## What to produce
In the listing below, look for "order" and copy every line that has it.

▶

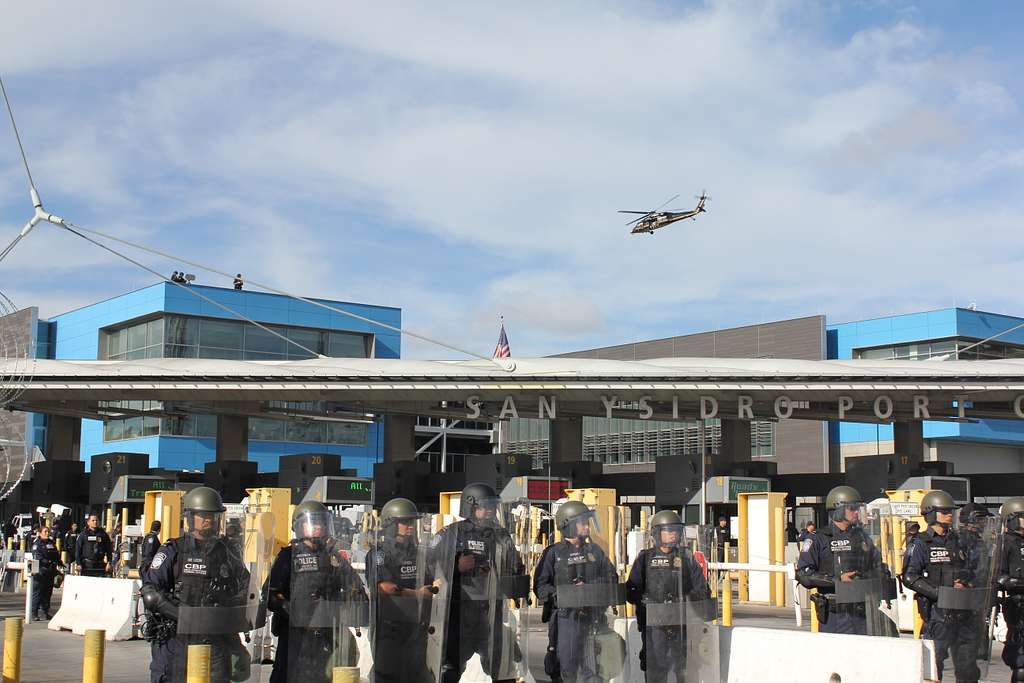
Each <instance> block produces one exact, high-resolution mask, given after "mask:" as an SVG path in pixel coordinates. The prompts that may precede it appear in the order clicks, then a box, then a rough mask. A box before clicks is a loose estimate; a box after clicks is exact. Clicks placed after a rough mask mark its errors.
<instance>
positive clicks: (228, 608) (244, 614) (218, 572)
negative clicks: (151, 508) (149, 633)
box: [172, 515, 272, 683]
mask: <svg viewBox="0 0 1024 683" xmlns="http://www.w3.org/2000/svg"><path fill="white" fill-rule="evenodd" d="M221 521H222V520H219V519H218V520H216V521H214V523H213V525H212V527H211V528H209V529H204V531H205V533H196V532H186V533H184V535H183V536H182V537H180V538H179V539H177V541H176V547H177V552H178V559H177V562H178V566H180V567H181V569H180V574H179V575H177V586H176V588H175V594H176V596H177V599H178V600H179V604H178V622H177V636H176V638H175V642H174V644H173V647H172V650H173V651H174V656H175V659H174V665H173V668H174V680H175V681H178V680H180V681H183V680H184V678H185V669H186V666H187V651H188V645H199V644H204V645H210V646H211V647H210V680H211V681H212V682H213V683H227V682H228V681H232V682H234V681H244V682H246V683H259V682H260V681H262V680H265V679H264V677H263V675H262V671H261V668H260V666H259V664H258V663H257V664H254V663H253V656H252V651H251V649H250V646H249V643H250V642H251V639H250V633H251V632H252V631H254V630H255V629H257V628H259V626H260V623H259V622H260V620H261V617H262V616H263V614H264V613H265V612H264V610H262V609H261V606H262V595H261V587H262V584H263V579H264V575H265V573H266V571H267V568H268V563H267V561H266V555H267V553H268V552H269V548H270V544H272V540H271V539H272V519H270V520H267V519H266V518H265V517H263V516H260V515H240V516H238V517H236V518H234V519H233V520H229V521H232V522H233V523H236V524H238V532H237V533H236V535H233V536H231V537H228V536H227V535H226V533H223V532H222V528H223V529H224V530H226V529H227V528H228V527H227V525H226V524H224V525H223V527H221ZM268 523H269V524H270V525H271V526H270V533H267V524H268ZM231 530H232V531H233V530H236V529H234V528H233V527H232V529H231ZM247 551H248V552H247Z"/></svg>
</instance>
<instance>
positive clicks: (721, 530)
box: [715, 524, 729, 562]
mask: <svg viewBox="0 0 1024 683" xmlns="http://www.w3.org/2000/svg"><path fill="white" fill-rule="evenodd" d="M727 543H729V525H728V524H726V525H725V526H716V527H715V547H716V551H715V555H716V557H717V558H718V561H719V562H725V544H727Z"/></svg>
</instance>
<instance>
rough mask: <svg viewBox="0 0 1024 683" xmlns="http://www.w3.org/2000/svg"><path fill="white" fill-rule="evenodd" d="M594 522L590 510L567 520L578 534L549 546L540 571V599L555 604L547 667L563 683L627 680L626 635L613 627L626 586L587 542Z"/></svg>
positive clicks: (593, 519)
mask: <svg viewBox="0 0 1024 683" xmlns="http://www.w3.org/2000/svg"><path fill="white" fill-rule="evenodd" d="M597 523H598V521H597V519H596V518H595V517H594V516H593V513H590V515H589V516H587V517H586V518H585V517H584V516H581V517H575V518H572V519H570V520H569V522H568V526H569V527H570V528H575V529H577V531H575V532H577V533H578V536H577V537H575V538H572V539H570V538H568V537H567V536H564V535H563V538H562V540H560V541H559V542H558V543H556V544H554V545H553V546H551V547H549V548H548V549H547V550H546V555H545V559H544V560H543V561H542V567H541V569H540V570H539V574H538V582H537V583H538V597H539V599H540V600H542V601H545V602H550V604H551V607H553V609H552V613H551V616H550V618H551V620H552V621H553V622H554V623H553V624H552V623H551V622H550V621H549V643H550V645H549V655H551V657H550V658H551V661H550V663H549V661H546V663H545V668H546V669H547V668H548V667H549V664H550V666H551V667H553V668H554V669H556V670H557V671H558V673H559V675H560V676H561V680H562V681H565V682H566V683H568V682H575V681H588V682H592V681H613V680H630V671H629V659H628V657H627V652H628V650H627V646H626V640H625V636H626V635H627V634H626V633H620V632H617V631H616V630H615V628H614V627H615V618H616V617H617V616H618V615H620V614H623V613H625V612H624V611H623V605H625V604H626V592H625V587H624V585H623V584H622V583H621V582H620V577H618V574H617V572H616V571H615V568H614V566H613V565H612V563H611V561H610V560H609V559H608V555H607V553H606V552H605V551H604V549H603V548H602V547H601V546H599V545H597V544H595V543H592V542H591V541H590V537H589V535H590V532H591V531H592V530H594V528H595V527H596V526H597ZM551 598H553V600H551Z"/></svg>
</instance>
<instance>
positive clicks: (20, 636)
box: [3, 616, 25, 683]
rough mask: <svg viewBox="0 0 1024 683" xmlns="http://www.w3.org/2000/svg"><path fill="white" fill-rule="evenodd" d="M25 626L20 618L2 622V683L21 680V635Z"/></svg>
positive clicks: (6, 618)
mask: <svg viewBox="0 0 1024 683" xmlns="http://www.w3.org/2000/svg"><path fill="white" fill-rule="evenodd" d="M24 629H25V625H24V624H23V623H22V617H20V616H8V617H7V618H5V620H4V633H3V683H18V682H19V681H20V680H22V634H23V633H24Z"/></svg>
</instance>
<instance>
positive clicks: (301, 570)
mask: <svg viewBox="0 0 1024 683" xmlns="http://www.w3.org/2000/svg"><path fill="white" fill-rule="evenodd" d="M292 531H293V533H294V535H295V539H294V540H293V541H292V542H291V543H290V544H289V545H288V546H286V547H285V548H282V549H281V552H280V553H278V557H276V558H274V561H273V565H272V566H271V567H270V577H269V580H268V582H267V591H268V595H267V608H268V609H269V610H270V611H271V612H273V622H272V630H273V634H274V635H275V636H278V652H276V654H275V655H274V661H273V672H272V673H271V675H270V681H271V683H279V682H281V683H285V682H286V681H287V682H288V683H292V682H295V681H302V682H303V683H321V682H324V683H326V682H327V681H329V680H330V676H329V671H330V669H331V668H333V667H352V666H355V663H356V660H357V658H358V650H357V648H356V644H355V639H354V638H353V637H352V634H351V632H350V631H349V627H350V626H354V627H359V626H362V623H361V622H362V618H364V617H366V618H369V602H368V600H369V598H368V596H367V593H366V590H365V588H364V586H362V581H361V580H360V579H359V578H358V575H357V574H356V573H355V570H354V569H353V568H352V565H351V564H349V562H348V559H347V557H346V555H345V554H344V553H343V552H342V550H341V548H340V547H339V545H338V542H337V540H336V539H335V537H334V516H333V515H332V514H331V511H330V510H328V509H327V507H325V506H324V504H323V503H317V502H315V501H306V502H305V503H301V504H299V505H297V506H296V507H295V511H294V512H293V513H292Z"/></svg>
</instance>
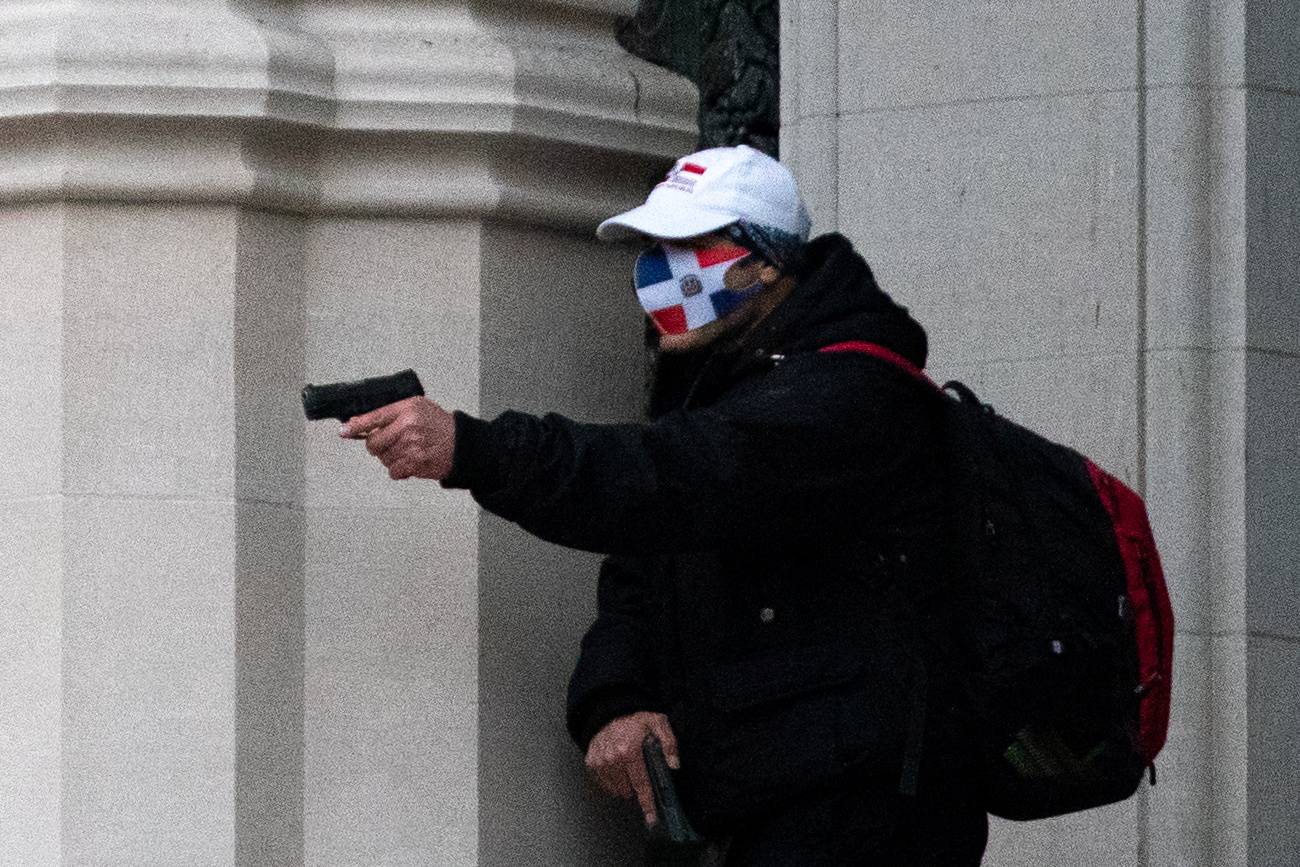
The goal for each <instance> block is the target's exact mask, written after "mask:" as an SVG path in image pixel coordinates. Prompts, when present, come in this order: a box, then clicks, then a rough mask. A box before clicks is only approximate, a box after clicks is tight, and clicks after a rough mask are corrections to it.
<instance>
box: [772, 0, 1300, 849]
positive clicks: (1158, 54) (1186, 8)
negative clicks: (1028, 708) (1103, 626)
mask: <svg viewBox="0 0 1300 867" xmlns="http://www.w3.org/2000/svg"><path fill="white" fill-rule="evenodd" d="M783 13H784V16H785V18H784V21H783V25H784V27H783V40H784V45H783V48H784V60H785V62H784V64H783V69H784V70H785V75H784V82H783V95H784V100H785V104H784V107H783V109H784V110H783V117H784V130H783V136H784V138H783V148H781V149H783V155H785V156H787V159H789V160H792V161H793V162H794V164H796V166H797V174H798V177H800V179H801V182H802V183H803V186H805V188H806V190H809V191H810V199H811V201H810V207H811V209H813V211H814V216H815V220H816V224H818V226H819V227H820V229H831V227H839V229H840V230H841V231H845V233H846V234H848V235H849V237H850V238H853V239H854V240H855V242H857V243H858V244H859V246H861V247H862V250H863V252H865V253H866V256H867V257H868V259H870V260H871V263H872V265H874V266H875V268H876V273H878V276H879V277H880V281H881V285H884V286H885V287H887V289H888V290H889V291H892V292H894V294H896V295H897V296H898V298H900V299H901V300H902V302H904V303H906V304H907V305H910V307H913V309H914V311H915V312H917V313H918V315H919V317H920V318H922V321H923V322H924V324H926V325H927V326H928V328H930V331H931V346H932V347H933V360H932V367H933V369H935V370H936V372H937V373H939V374H940V376H944V377H950V376H957V377H961V378H965V380H967V381H969V382H971V385H972V386H975V387H976V389H978V390H979V391H980V393H982V395H983V396H984V398H985V399H988V400H991V402H992V403H993V404H995V406H997V407H998V408H1000V409H1002V411H1004V412H1005V413H1006V415H1009V416H1011V417H1013V419H1018V420H1022V421H1024V422H1028V424H1030V425H1032V426H1035V428H1036V429H1039V430H1043V432H1044V433H1047V434H1048V435H1052V437H1053V438H1057V439H1061V441H1065V442H1069V443H1071V445H1074V446H1076V447H1079V448H1082V450H1083V451H1086V452H1087V454H1089V455H1092V456H1093V458H1096V459H1097V460H1099V463H1101V464H1102V465H1105V467H1108V468H1109V469H1112V471H1114V472H1117V473H1118V474H1119V476H1122V477H1123V478H1126V480H1127V481H1128V482H1130V484H1131V485H1134V486H1135V487H1138V490H1140V491H1144V493H1145V495H1147V500H1148V507H1149V510H1151V513H1152V523H1153V526H1154V530H1156V536H1157V541H1158V542H1160V545H1161V551H1162V554H1164V559H1165V567H1166V573H1167V578H1169V582H1170V591H1171V595H1173V601H1174V608H1175V615H1177V617H1178V633H1177V640H1175V675H1174V677H1175V682H1174V719H1173V727H1171V732H1170V741H1169V745H1167V746H1166V749H1165V751H1164V753H1162V755H1161V758H1160V762H1158V766H1160V783H1158V785H1157V786H1156V788H1154V789H1147V788H1143V790H1141V792H1140V794H1139V796H1138V797H1135V798H1134V799H1130V801H1127V802H1125V803H1122V805H1117V806H1113V807H1108V809H1104V810H1097V811H1089V812H1084V814H1078V815H1073V816H1067V818H1062V819H1057V820H1052V822H1044V823H1034V824H1030V825H1015V824H1010V823H996V824H995V827H993V833H992V840H991V845H989V858H988V863H989V864H1062V866H1063V864H1079V866H1080V867H1082V866H1084V864H1087V866H1092V864H1135V866H1141V867H1151V866H1157V864H1160V866H1166V864H1167V866H1174V864H1179V866H1187V864H1199V866H1200V864H1204V866H1205V867H1226V866H1230V864H1251V866H1252V867H1253V866H1256V864H1258V866H1261V867H1262V866H1270V867H1271V866H1274V864H1290V863H1296V858H1297V855H1296V853H1300V794H1297V793H1300V788H1297V786H1296V785H1295V781H1296V780H1297V779H1300V712H1297V710H1300V688H1297V684H1300V627H1297V624H1300V575H1297V567H1296V564H1297V563H1300V523H1297V520H1296V513H1297V508H1300V448H1297V446H1296V443H1297V442H1300V439H1297V437H1296V433H1295V426H1296V421H1297V419H1300V390H1297V389H1296V387H1295V383H1296V382H1297V381H1300V290H1297V286H1300V260H1297V257H1296V255H1295V250H1296V244H1297V233H1300V218H1297V213H1300V162H1297V160H1300V156H1297V155H1300V151H1297V148H1296V143H1297V136H1300V97H1297V96H1296V90H1297V84H1300V82H1297V73H1296V70H1297V69H1300V66H1297V64H1296V62H1295V61H1296V57H1297V55H1300V35H1297V34H1300V29H1297V25H1300V19H1297V12H1296V8H1295V5H1294V4H1266V3H1252V1H1243V0H1238V1H1234V3H1213V4H1205V3H1200V4H1195V3H1192V4H1188V3H1154V1H1151V0H1127V1H1123V3H1092V4H1080V3H1067V1H1065V0H1037V1H1034V3H1019V4H989V3H957V4H946V5H943V6H941V8H940V6H933V5H927V4H897V3H884V1H870V3H861V4H845V3H833V1H831V0H792V1H789V3H785V4H783Z"/></svg>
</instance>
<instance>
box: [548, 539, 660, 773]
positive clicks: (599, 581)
mask: <svg viewBox="0 0 1300 867" xmlns="http://www.w3.org/2000/svg"><path fill="white" fill-rule="evenodd" d="M651 580H653V578H651V575H650V572H649V568H647V564H646V563H643V562H638V560H633V559H629V558H607V559H606V560H604V563H603V564H602V565H601V577H599V582H598V585H597V608H598V611H597V619H595V623H593V624H591V628H590V629H588V630H586V634H585V636H584V637H582V647H581V651H580V654H578V659H577V664H576V666H575V667H573V675H572V676H571V677H569V686H568V701H567V705H568V708H567V714H565V716H567V721H568V731H569V734H571V736H572V738H573V742H575V744H577V745H578V747H580V749H582V750H586V746H588V744H589V742H590V741H591V737H594V736H595V733H597V732H599V731H601V729H602V728H603V727H604V725H606V723H608V721H610V720H612V719H615V718H617V716H624V715H627V714H634V712H637V711H663V710H664V708H663V702H662V699H660V695H659V690H658V681H656V677H655V675H654V671H655V668H654V625H653V624H654V619H653V616H651V611H650V606H651V604H653V601H651V595H653V594H651V589H650V588H651V585H650V582H651Z"/></svg>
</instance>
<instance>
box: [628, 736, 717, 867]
mask: <svg viewBox="0 0 1300 867" xmlns="http://www.w3.org/2000/svg"><path fill="white" fill-rule="evenodd" d="M641 755H642V757H643V758H645V760H646V773H647V775H649V776H650V789H651V792H653V793H654V811H655V816H656V818H658V822H655V824H653V825H650V828H649V829H647V835H649V840H647V848H649V854H650V862H651V863H654V864H695V863H699V862H698V858H699V855H701V854H702V853H703V851H705V846H706V841H705V838H703V837H701V836H699V835H697V833H695V829H694V828H692V827H690V820H689V819H686V812H685V811H684V810H682V809H681V801H680V799H679V798H677V788H676V786H675V785H673V783H672V771H671V770H669V768H668V760H667V759H666V758H664V755H663V746H662V745H660V744H659V738H656V737H655V736H654V734H647V736H646V740H645V741H642V742H641Z"/></svg>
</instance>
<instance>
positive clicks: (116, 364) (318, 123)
mask: <svg viewBox="0 0 1300 867" xmlns="http://www.w3.org/2000/svg"><path fill="white" fill-rule="evenodd" d="M630 5H632V4H630V3H621V1H619V0H568V1H560V0H552V1H539V0H534V1H530V3H506V1H502V3H486V1H478V3H469V1H464V3H452V1H448V3H438V4H428V3H415V1H411V3H400V1H394V3H383V4H367V5H357V4H355V3H348V1H344V0H303V1H300V3H294V4H285V3H273V1H270V0H231V1H229V3H226V1H220V0H187V1H182V0H174V1H170V3H164V1H152V3H131V1H118V0H113V1H107V0H64V1H48V3H12V4H4V6H3V8H0V152H3V153H4V157H5V159H4V160H3V161H0V369H3V370H4V372H5V374H4V377H0V411H3V412H4V415H5V417H8V419H9V420H10V425H12V434H10V451H9V459H8V460H5V461H4V463H3V464H0V510H3V513H4V520H3V521H0V577H3V580H0V610H3V611H4V612H5V614H4V616H3V617H0V659H4V663H3V664H0V692H3V694H4V695H5V710H4V712H3V714H0V853H4V857H3V861H5V862H6V863H9V861H10V859H12V863H22V864H32V866H38V864H139V863H159V864H164V863H175V864H182V863H183V864H235V863H237V864H276V866H281V864H295V863H308V864H313V866H315V864H430V863H433V864H476V863H482V864H497V863H507V862H517V863H556V864H559V863H565V864H567V863H573V864H580V863H608V862H610V859H611V858H614V857H619V855H617V853H620V851H627V849H625V846H627V842H625V841H624V838H621V837H620V836H619V825H617V824H616V823H614V824H611V822H610V820H611V818H612V816H614V815H615V814H614V812H611V811H608V807H604V806H599V805H598V803H597V799H595V798H594V797H593V796H591V793H590V792H589V790H588V789H584V786H582V783H581V775H580V773H578V771H577V757H576V754H575V753H573V751H572V747H571V746H569V745H567V744H565V738H564V734H563V725H562V694H560V692H559V690H560V689H562V686H563V677H564V673H565V668H567V667H568V664H571V663H572V659H573V654H575V650H576V638H577V634H578V630H580V629H581V627H582V625H584V624H585V621H586V620H588V619H589V617H590V614H591V597H593V588H594V584H593V577H594V563H593V559H591V558H586V556H573V555H569V554H565V552H563V551H559V550H555V549H551V547H549V546H543V545H541V543H538V542H536V541H533V539H529V538H524V537H520V534H517V533H515V532H512V530H511V529H510V528H508V526H504V525H502V524H500V523H497V521H491V520H485V519H481V517H480V515H478V512H477V510H476V507H474V506H473V504H472V502H471V500H469V499H468V498H467V497H465V495H463V494H448V493H445V491H441V490H439V489H438V487H437V486H435V485H432V484H422V482H408V484H402V485H396V484H393V482H389V481H387V478H386V476H385V474H383V472H382V468H381V467H380V465H378V464H377V463H374V461H373V460H372V459H370V458H369V456H368V455H365V454H364V451H363V450H360V448H357V447H356V445H355V443H342V442H339V441H338V439H337V437H335V429H334V426H333V425H329V424H321V425H311V426H308V425H305V424H304V422H303V421H302V415H300V407H299V403H298V391H299V389H300V387H302V383H303V382H304V381H313V382H321V381H330V380H339V378H354V377H359V376H369V374H376V373H383V372H390V370H394V369H398V368H402V367H413V368H416V369H417V370H419V372H420V374H421V377H422V378H424V382H425V386H426V389H428V390H429V393H430V395H432V396H434V398H435V399H439V400H441V402H443V403H445V404H446V406H448V407H459V408H465V409H471V411H482V412H489V413H490V412H491V411H494V409H498V408H502V407H506V406H519V404H523V406H525V407H529V408H543V407H545V408H555V409H562V411H568V412H571V413H575V415H581V416H585V417H604V419H614V417H627V416H629V415H632V413H633V412H634V411H636V407H637V403H638V395H637V391H638V386H640V372H638V365H640V350H638V342H640V318H641V317H640V316H638V313H637V311H636V308H634V304H632V303H630V302H629V292H627V291H625V287H627V285H628V278H627V274H625V269H627V266H628V263H627V261H625V256H624V255H621V253H620V252H619V251H611V250H606V248H601V247H597V246H595V244H594V243H593V240H591V239H590V237H591V229H593V227H594V225H595V222H597V220H598V218H599V217H602V216H606V214H607V213H611V212H614V211H615V209H617V208H623V207H627V205H629V204H632V203H633V201H634V200H637V199H638V198H640V196H641V195H642V194H643V190H645V186H646V185H647V183H649V182H650V181H653V179H654V178H655V175H656V174H658V173H659V172H662V169H663V166H664V165H666V164H667V162H668V160H669V159H671V157H673V156H676V155H677V153H679V152H684V151H686V149H689V147H690V144H692V142H693V138H694V130H693V113H694V95H693V91H692V90H690V87H689V86H688V84H685V83H684V82H681V81H680V79H677V78H675V77H672V75H668V74H667V73H663V71H660V70H656V69H655V68H651V66H649V65H646V64H642V62H640V61H637V60H634V58H632V57H628V56H627V55H624V53H623V52H621V51H620V49H619V48H617V47H616V45H615V44H614V40H612V35H611V30H612V17H614V14H616V13H620V12H628V10H630ZM602 811H604V812H602ZM624 829H625V827H624Z"/></svg>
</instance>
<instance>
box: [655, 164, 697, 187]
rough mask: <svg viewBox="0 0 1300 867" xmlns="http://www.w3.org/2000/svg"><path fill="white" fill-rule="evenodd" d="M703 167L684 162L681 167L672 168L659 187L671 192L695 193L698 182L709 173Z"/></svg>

◀

## Solution
Each <instance> block produces one exact, high-resolution mask, given after "mask:" as an SVG path in pixel coordinates. The prompts that may precede it appear in the order clicks, then a box, then a rough mask. A box before clicks is a loose estimate; a box after clicks is exact. Clicks placed after a rough mask mark its errors.
The goal for each <instance> block is the target's exact mask, written after "mask:" as an SVG path in image pixel coordinates. Prompts, when present, come in this order: a box, then clicks, then a rough mask. A box before clicks is only approximate, a box after clicks is tight, and clicks after a rough mask are corrections to it.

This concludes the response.